═════ Provided records ═════

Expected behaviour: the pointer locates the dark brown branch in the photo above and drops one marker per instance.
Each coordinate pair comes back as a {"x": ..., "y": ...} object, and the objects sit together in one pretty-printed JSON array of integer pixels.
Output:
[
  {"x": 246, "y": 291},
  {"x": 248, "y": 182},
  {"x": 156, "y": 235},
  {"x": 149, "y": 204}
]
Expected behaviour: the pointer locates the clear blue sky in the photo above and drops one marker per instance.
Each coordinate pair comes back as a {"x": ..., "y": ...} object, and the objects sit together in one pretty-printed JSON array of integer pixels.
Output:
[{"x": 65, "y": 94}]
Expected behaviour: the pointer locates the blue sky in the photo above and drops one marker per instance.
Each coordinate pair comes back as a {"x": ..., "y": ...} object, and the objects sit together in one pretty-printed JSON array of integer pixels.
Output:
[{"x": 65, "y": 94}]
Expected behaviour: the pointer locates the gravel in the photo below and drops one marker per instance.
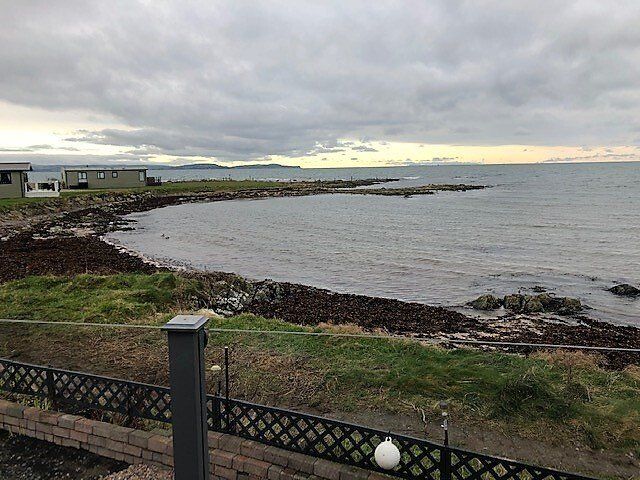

═════

- _What is needed_
Which of the lines above mention the word "drops"? Pull those lines out.

- _Solution for this task_
Expected behaviour: the pointer locates the dark brown branch in the photo above and drops one marker per instance.
Expected behaviour: the pointer locates the clear blue sky in the photo above and drops one marker per instance.
Expected behaviour: the pointer locates the blue sky in the photo above and drops one marker per instance.
Expected behaviour: the pointer locates the gravel in the photo below and drops one marker per instance.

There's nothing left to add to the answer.